[START OF DATA SUPPLIED]

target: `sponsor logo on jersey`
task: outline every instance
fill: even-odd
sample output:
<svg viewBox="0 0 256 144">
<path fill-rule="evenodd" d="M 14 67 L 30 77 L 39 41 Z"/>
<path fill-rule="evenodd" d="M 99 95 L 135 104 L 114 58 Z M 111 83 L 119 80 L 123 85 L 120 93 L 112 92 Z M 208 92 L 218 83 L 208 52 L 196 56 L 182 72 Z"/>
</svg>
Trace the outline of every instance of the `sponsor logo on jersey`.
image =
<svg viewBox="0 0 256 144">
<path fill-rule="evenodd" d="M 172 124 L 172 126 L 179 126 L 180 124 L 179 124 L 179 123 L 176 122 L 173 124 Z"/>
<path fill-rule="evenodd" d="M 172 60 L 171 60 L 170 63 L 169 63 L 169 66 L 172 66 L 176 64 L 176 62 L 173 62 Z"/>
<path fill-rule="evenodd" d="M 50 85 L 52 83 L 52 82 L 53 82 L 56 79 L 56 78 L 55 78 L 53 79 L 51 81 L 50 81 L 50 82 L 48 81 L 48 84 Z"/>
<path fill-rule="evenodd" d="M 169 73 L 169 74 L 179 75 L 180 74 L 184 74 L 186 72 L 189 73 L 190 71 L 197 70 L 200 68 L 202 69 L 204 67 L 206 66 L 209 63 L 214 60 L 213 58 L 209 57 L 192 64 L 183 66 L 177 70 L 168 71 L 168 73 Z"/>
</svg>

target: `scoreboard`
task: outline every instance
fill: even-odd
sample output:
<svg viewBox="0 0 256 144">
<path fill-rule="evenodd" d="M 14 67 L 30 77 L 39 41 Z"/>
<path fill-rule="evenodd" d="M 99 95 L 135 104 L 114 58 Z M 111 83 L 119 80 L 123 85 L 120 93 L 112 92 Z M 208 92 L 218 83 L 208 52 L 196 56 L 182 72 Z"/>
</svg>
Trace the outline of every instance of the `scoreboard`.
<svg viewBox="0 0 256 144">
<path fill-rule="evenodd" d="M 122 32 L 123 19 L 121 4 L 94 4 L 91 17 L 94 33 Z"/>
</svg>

[END OF DATA SUPPLIED]

*YOUR TASK*:
Find each line above that contains the word "jersey" and copy it out in full.

*CORRECT RESPONSE*:
target: `sponsor logo on jersey`
Trace the outline of every instance of the `sponsor logo on jersey`.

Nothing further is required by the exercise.